By: Hayley Morris
If you’re a soccer fan, or simply a sports fan in general, you’ve probably heard about the remarkable strides the US Women’s National Soccer team has made in recent years. They have been wiggling their way into more widely broadcasted games on well-known networks, with 15.6 million viewers tuning in to watch them win the final at the 2019 FIFA Women’s World Cup. They’ve made headlines by demanding equal pay for male and female athletes. They have inspired young girls all over the world to pursue soccer. But they’re an exception to the rule.
I don’t have to think back very long to remember the weekends when my dad would be flipping through channel after channel on the TV, searching for women’s soccer games for my sister (who played soccer) to watch, eventually landing on some obscure channel with a grainy quality. The men’s game would be available in HD, on multiple channels at once. And while women’s soccer has certainly made traction in the broadcasting network, the overall statistics in all sports categories show a much more gendered divide. While 40% of athletes in America are women, only 6-8% of total sports media coverage is devoted to them. Of the four major US Newspapers only 3.5% of all sports stories focus on women.¹ It bodes the prevalent question: why is it so hard for women to gain media coverage in the sports industry?
A large part of the issue seems to stem from the way sports are divided in terms of masculinity. The more masculine the sport, the less people seem to be inclined to watch women play. Women’s tennis, ice skating, and gymnastics, to name a few, typically have an easier time gaining an audience compared to women’s wrestling, rugby, and boxing. These are of course two ends of the spectrum when it comes to the perceived masculinity of sports, but the argument remains: when was the last time you watched a women’s rugby game on a major television network?
I’ve watched my sister switch from sport to sport over the years, shifting from ballet to soccer to softball to basketball to rugby, and with each new sport comes similar comments of how it’s unladylike to play such a physical sport, or why didn’t she just stick with ballet, or aren’t you nervous about the long term effects this will have on her body? Clearly, there is still the mindset in modern society that women should be slim and delicate, not muscular and heavyset. It’s no wonder then why major broadcasting networks don’t televise women’s sports: to a large proportion of the population, watching women participate in a sport that is aggressive and physical goes against the very nature of what a woman “should be,” and therefore makes the viewer feel uncomfortable. Broadcasting networks take these opinions into account and therefore focus on televising men’s sports as they know it will draw more views.

## Exercise prompt
For each statement, answer yes or no according to the essay on media coverage of women's sports, and quote the words from it that decide the answer. 1. The 2019 FIFA Women's World Cup final drew 15.6 million viewers. 2. Women account for 6-8% of athletes in America. 3. The writer's sister has played rugby. The data that follows comes from a different source than the essay above.

## Record extracts

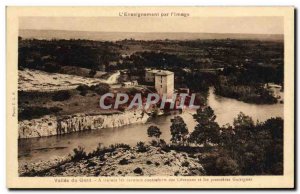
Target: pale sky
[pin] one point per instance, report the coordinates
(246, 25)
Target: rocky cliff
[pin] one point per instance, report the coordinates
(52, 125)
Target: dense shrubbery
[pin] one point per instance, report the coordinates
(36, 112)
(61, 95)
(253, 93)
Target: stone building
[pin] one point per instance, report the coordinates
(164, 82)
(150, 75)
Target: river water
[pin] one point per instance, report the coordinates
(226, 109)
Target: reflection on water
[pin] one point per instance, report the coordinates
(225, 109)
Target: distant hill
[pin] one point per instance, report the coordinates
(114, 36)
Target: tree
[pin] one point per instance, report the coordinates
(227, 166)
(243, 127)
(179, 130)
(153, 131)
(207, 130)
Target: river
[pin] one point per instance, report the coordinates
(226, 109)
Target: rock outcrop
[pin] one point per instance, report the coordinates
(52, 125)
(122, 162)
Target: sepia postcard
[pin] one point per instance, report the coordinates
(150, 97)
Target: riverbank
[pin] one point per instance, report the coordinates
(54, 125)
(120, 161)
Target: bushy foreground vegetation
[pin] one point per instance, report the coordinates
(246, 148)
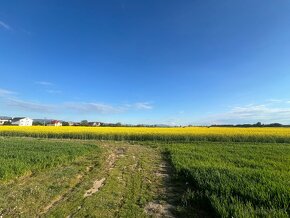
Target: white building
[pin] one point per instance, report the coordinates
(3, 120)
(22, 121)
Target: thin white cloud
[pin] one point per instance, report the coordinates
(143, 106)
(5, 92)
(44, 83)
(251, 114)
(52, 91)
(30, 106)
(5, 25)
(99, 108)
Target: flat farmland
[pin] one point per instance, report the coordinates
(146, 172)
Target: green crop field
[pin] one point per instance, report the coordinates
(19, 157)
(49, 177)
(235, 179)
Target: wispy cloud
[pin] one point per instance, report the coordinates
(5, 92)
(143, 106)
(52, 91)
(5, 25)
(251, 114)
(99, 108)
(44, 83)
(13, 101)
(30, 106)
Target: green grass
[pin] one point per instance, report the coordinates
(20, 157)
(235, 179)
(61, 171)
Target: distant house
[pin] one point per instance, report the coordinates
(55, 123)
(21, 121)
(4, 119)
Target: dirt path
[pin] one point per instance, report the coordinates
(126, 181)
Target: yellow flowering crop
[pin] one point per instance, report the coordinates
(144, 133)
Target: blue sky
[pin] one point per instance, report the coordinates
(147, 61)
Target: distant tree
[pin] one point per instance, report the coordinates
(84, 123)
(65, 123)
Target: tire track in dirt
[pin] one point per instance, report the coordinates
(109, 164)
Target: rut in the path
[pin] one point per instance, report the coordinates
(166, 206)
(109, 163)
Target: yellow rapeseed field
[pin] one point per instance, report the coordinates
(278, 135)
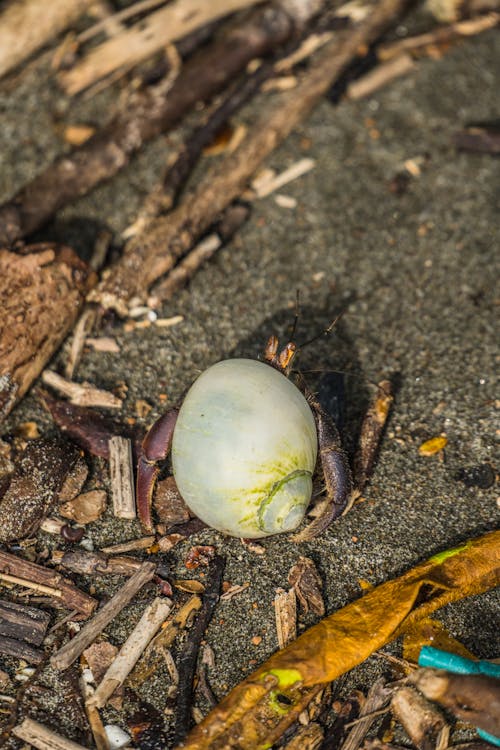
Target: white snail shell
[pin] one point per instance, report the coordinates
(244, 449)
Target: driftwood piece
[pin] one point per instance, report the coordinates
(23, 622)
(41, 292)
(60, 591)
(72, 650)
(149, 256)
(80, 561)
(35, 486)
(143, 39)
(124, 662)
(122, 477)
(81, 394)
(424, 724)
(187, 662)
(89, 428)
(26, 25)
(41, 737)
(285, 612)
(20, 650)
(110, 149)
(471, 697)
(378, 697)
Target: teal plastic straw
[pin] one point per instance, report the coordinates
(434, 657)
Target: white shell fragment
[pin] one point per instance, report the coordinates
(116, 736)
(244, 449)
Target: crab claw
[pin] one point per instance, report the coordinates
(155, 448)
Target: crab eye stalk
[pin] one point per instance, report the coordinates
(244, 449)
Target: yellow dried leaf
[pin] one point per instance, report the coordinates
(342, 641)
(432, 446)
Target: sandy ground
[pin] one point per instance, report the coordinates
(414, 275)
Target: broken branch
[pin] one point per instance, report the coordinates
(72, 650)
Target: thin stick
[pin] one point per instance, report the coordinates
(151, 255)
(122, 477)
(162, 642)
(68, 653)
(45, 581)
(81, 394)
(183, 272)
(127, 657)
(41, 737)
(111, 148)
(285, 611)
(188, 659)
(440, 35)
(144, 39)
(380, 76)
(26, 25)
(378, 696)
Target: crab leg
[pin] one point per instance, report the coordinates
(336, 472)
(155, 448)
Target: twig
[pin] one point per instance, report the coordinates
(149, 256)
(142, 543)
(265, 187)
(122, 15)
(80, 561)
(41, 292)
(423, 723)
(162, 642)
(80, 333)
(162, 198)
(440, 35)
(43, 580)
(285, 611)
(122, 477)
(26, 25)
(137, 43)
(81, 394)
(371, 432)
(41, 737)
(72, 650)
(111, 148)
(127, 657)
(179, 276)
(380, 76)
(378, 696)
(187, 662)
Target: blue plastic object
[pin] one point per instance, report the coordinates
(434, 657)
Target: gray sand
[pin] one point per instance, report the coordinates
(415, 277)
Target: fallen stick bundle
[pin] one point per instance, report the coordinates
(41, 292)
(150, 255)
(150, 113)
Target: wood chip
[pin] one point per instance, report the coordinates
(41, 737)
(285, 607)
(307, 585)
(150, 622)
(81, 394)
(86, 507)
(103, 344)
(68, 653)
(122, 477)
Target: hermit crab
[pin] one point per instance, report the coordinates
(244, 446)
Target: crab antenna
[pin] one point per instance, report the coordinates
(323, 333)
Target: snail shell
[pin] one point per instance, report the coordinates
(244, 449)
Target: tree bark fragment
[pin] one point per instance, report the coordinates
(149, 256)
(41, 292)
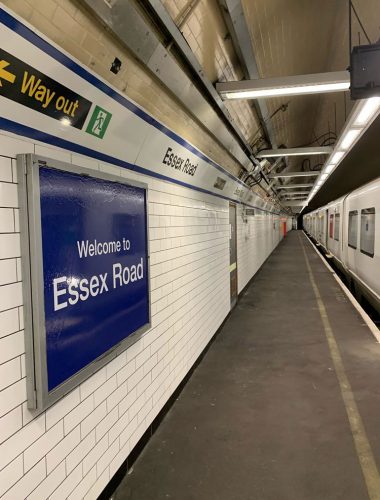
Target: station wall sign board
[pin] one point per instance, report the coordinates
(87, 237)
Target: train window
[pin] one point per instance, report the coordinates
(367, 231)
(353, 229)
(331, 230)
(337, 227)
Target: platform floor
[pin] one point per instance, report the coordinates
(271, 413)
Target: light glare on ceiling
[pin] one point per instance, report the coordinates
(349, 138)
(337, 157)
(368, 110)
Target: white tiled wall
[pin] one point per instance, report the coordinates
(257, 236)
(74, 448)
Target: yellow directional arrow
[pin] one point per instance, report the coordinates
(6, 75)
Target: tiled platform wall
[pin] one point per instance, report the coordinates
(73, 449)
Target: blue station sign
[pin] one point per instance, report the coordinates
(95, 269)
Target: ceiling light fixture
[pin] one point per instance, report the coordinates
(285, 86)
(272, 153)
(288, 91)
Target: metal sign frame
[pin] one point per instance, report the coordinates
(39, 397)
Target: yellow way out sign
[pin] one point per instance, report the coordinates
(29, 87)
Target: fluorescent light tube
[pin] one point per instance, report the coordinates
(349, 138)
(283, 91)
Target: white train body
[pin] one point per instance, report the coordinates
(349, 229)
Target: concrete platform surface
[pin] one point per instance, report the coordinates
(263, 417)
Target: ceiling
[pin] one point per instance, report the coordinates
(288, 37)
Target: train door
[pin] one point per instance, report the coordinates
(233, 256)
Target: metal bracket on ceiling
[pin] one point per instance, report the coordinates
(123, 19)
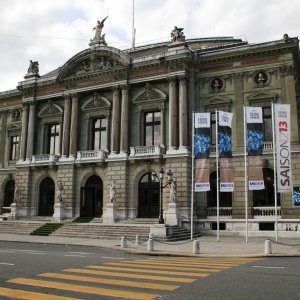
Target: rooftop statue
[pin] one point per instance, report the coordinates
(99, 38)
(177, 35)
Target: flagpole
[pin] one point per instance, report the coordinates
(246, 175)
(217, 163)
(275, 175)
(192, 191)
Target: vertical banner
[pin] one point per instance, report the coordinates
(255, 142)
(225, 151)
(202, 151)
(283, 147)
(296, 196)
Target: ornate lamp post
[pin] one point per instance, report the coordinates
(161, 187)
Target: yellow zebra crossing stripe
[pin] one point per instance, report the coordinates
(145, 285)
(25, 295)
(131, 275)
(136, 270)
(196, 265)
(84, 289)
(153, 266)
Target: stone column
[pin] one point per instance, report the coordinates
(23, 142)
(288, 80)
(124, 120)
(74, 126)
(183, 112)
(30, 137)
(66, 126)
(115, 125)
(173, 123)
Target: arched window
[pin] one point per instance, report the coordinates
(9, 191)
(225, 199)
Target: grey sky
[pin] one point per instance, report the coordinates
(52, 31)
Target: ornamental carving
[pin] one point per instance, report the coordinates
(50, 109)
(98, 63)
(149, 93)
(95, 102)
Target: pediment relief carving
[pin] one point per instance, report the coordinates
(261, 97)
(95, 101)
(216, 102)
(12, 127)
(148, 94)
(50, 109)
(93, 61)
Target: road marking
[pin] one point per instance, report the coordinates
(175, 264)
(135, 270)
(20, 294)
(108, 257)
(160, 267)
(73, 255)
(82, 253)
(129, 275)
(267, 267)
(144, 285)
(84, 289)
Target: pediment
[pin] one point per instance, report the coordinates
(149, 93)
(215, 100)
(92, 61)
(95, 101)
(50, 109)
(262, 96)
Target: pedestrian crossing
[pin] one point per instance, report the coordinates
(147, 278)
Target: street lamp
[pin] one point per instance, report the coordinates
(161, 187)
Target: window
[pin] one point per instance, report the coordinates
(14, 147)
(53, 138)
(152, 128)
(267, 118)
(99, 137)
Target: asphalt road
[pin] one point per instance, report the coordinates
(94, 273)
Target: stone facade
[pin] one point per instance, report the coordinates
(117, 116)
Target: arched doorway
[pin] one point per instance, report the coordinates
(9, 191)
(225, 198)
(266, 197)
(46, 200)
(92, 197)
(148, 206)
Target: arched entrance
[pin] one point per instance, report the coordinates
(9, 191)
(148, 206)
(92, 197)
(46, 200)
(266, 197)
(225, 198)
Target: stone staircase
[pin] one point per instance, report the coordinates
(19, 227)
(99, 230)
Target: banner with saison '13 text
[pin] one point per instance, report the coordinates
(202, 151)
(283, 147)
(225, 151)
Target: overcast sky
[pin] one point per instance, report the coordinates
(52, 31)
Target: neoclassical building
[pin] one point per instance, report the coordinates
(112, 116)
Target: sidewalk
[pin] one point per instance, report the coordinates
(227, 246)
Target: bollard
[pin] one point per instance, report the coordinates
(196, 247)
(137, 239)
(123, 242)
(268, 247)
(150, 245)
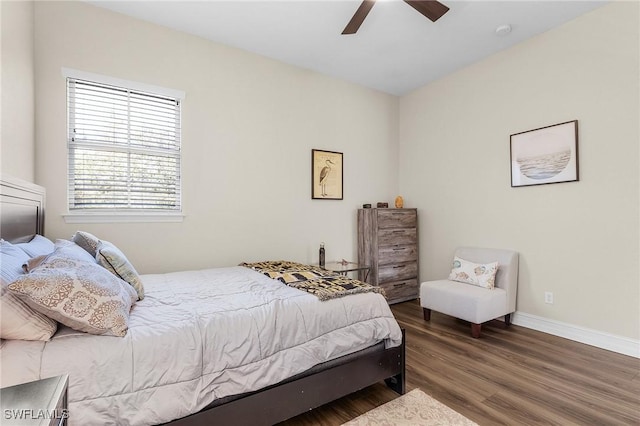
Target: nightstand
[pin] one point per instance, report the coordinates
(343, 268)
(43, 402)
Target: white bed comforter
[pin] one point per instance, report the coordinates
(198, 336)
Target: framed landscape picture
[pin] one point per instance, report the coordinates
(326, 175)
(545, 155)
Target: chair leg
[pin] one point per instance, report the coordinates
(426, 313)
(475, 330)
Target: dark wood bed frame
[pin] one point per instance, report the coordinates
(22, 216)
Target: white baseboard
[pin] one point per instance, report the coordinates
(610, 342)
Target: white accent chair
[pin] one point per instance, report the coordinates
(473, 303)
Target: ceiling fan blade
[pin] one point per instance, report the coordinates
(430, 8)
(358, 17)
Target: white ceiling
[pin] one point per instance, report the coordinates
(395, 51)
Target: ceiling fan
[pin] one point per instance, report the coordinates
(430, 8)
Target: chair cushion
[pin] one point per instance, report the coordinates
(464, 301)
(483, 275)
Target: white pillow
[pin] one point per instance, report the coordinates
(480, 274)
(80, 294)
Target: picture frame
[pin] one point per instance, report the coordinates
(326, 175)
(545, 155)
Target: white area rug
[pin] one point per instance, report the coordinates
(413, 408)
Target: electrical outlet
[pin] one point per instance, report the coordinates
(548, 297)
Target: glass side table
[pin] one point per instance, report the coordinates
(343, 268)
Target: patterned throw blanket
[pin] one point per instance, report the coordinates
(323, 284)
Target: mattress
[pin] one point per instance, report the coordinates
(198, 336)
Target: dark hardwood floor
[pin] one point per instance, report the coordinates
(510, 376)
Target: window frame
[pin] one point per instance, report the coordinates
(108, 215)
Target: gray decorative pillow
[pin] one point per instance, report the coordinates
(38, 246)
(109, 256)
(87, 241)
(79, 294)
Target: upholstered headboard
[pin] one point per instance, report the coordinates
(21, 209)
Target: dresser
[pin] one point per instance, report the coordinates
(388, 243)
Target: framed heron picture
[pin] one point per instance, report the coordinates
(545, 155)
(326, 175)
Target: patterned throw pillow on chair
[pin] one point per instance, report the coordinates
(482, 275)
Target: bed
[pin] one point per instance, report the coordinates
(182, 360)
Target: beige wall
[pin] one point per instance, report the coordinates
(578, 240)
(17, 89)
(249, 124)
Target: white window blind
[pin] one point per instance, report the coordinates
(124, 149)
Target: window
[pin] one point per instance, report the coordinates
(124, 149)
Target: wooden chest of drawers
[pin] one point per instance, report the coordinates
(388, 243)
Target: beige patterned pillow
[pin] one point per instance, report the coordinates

## Written answer
1. Yes: "with 15.6 million viewers tuning in to watch them win the final at the 2019 FIFA Women’s World Cup"
2. No: "While 40% of athletes in America are women, only 6-8% of total sports media coverage is devoted to them."
3. Yes: "shifting from ballet to soccer to softball to basketball to rugby"